Start of Block

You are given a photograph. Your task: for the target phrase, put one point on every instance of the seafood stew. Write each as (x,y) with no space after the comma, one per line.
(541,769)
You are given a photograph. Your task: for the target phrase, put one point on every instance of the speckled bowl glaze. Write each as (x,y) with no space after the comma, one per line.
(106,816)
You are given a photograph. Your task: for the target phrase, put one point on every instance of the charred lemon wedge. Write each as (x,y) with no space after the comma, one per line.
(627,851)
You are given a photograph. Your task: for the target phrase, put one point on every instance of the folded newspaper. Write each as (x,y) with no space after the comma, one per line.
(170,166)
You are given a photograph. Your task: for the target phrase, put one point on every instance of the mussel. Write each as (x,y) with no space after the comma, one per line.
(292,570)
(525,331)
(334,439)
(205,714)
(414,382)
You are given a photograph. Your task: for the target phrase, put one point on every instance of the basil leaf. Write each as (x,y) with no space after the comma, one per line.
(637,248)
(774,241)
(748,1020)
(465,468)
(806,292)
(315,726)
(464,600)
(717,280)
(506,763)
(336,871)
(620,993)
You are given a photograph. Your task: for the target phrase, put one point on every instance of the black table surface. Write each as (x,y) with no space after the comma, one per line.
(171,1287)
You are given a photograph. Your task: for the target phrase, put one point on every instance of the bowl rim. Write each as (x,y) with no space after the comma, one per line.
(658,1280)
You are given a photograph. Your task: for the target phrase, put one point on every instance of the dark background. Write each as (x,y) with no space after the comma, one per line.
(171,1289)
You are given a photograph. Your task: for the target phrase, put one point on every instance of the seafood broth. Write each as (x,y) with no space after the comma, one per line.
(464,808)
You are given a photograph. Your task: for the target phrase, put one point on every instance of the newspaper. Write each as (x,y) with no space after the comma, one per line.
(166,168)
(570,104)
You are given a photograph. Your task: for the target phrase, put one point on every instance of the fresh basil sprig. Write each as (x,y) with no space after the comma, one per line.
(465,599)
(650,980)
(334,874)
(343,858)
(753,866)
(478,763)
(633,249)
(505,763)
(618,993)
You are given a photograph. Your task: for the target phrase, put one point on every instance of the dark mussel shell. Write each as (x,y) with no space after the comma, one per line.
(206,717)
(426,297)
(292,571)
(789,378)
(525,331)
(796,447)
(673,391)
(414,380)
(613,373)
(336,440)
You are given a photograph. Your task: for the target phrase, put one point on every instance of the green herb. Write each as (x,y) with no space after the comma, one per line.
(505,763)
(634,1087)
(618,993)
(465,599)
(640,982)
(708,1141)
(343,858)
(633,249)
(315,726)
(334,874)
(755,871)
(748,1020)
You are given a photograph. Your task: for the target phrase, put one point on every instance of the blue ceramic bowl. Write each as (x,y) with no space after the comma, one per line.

End of Block

Set down, word for word, the line that contains "of the green" and all lines after it up to the end of the listing.

You are given a photograph. Your task: for the target phrase, put one point on every instance of the green herb. Write each as (x,y) with no space after the comma, one per line.
(505,763)
(634,1087)
(618,993)
(465,599)
(640,982)
(708,1141)
(343,858)
(633,249)
(315,726)
(334,874)
(755,871)
(748,1020)
You are given a photograph. Your task: for the target phrase, put one point on every instance of the blue ceramic bowl. Write each as (x,y) with no space after the comma, one per line.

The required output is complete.